**EXERCISE TASK:**
Repeat each of the records below word for word, changing nothing.

Records from a pointing dataset:
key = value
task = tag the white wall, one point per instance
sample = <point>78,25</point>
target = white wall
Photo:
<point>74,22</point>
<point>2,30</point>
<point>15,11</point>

**ANSWER TO THE EXERCISE:**
key = value
task = tag the white wall, one point per instance
sample = <point>78,25</point>
target = white wall
Photo:
<point>74,22</point>
<point>2,30</point>
<point>15,11</point>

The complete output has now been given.